Task to carry out:
Make a word-for-word copy of the entries below from their first line through the line with "Put a dot on each instance of the green", and add nothing.

Supplied records:
····················

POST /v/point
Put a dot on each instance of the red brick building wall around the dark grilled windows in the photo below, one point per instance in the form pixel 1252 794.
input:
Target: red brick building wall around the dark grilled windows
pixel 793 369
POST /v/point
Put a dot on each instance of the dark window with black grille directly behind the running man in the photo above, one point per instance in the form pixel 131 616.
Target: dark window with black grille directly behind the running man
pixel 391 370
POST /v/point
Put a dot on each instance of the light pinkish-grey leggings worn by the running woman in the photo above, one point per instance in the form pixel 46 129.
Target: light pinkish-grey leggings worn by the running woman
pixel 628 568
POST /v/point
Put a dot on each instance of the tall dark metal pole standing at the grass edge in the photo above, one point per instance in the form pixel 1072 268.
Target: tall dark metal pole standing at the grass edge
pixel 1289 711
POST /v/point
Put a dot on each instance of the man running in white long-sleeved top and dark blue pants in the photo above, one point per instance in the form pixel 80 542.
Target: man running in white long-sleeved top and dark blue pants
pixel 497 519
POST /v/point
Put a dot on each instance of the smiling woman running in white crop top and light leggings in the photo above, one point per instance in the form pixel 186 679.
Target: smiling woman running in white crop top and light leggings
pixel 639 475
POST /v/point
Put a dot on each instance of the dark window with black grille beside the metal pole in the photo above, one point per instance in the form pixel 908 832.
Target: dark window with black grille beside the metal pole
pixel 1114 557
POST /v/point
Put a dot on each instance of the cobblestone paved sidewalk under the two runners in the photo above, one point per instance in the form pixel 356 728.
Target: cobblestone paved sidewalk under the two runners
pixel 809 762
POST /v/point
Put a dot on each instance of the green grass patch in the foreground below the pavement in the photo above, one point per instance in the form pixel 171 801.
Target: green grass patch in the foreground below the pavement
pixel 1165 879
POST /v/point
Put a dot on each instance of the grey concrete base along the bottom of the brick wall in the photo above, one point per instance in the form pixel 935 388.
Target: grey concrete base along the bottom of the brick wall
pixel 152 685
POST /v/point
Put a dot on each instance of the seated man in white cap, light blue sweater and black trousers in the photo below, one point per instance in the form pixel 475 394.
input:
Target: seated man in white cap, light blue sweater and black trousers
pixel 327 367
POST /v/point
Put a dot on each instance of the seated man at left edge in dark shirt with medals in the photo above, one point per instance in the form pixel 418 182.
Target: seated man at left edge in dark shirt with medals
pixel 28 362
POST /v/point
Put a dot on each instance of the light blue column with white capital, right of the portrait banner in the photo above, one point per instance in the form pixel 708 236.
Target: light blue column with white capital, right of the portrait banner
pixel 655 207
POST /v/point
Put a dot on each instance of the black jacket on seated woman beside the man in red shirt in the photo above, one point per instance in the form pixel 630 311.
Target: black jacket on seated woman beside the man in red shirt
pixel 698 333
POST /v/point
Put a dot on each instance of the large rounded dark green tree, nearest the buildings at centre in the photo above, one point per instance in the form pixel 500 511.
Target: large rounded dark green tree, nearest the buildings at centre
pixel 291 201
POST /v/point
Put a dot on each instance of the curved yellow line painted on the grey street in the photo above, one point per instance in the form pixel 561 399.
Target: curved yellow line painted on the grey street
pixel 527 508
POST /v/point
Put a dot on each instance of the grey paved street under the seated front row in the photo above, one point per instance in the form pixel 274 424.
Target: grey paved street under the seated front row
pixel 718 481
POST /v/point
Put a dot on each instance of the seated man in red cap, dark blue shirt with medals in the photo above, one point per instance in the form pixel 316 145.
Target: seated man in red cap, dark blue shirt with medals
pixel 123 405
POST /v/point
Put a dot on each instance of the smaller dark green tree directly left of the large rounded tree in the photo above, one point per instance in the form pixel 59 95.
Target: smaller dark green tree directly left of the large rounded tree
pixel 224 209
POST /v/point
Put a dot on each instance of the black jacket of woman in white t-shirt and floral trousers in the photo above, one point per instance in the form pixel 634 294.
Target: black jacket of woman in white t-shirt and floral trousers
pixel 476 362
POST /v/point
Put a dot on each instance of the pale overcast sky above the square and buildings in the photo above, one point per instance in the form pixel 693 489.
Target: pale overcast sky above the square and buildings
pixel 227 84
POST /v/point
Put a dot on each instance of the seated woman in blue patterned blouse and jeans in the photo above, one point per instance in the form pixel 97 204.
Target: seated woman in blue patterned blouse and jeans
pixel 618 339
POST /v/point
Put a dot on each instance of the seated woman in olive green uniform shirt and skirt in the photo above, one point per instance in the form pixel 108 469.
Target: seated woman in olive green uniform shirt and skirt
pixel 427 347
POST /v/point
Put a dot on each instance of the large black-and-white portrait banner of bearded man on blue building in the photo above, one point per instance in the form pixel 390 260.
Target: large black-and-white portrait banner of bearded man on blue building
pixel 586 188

····················

Answer space:
POST /v/point
Put a dot on each instance of the red brick building wall around the dark grilled windows in the photo below, one point per instance in the form pixel 1252 794.
input:
Target: red brick building wall around the dark grilled windows
pixel 793 369
POST /v/point
Put a dot on each instance of the dark window with black grille directly behind the running man in the photo above, one point per instance in the form pixel 131 616.
Target: dark window with black grille directly behind the running man
pixel 391 370
POST /v/point
Put a dot on each instance of the light pinkish-grey leggings worn by the running woman in the photo above, one point per instance in the form pixel 46 129.
Target: light pinkish-grey leggings worn by the running woman
pixel 628 568
POST /v/point
Put a dot on each instance of the tall dark metal pole standing at the grass edge in the photo above, one point per instance in the form pixel 1072 268.
Target: tall dark metal pole standing at the grass edge
pixel 1289 711
POST /v/point
Put a dot on each instance of the man running in white long-sleeved top and dark blue pants in the photo above, one point per instance in the form pixel 80 542.
Target: man running in white long-sleeved top and dark blue pants
pixel 497 519
POST /v/point
Put a dot on each instance of the smiling woman running in white crop top and light leggings in the photo above, one point per instance in the form pixel 186 679.
Target: smiling woman running in white crop top and light leggings
pixel 639 475
POST /v/point
Put a dot on each instance of the dark window with black grille beside the metal pole in the photo above, one point per instance in the form pixel 908 832.
Target: dark window with black grille beside the metal pole
pixel 1114 557
POST /v/point
Put a dot on each instance of the cobblestone paved sidewalk under the two runners in the photo above, one point per instance in the form pixel 356 728.
Target: cobblestone paved sidewalk under the two runners
pixel 809 762
POST /v/point
Put a dot on each instance of the green grass patch in the foreground below the pavement in the photo above, one point per instance in the form pixel 171 801.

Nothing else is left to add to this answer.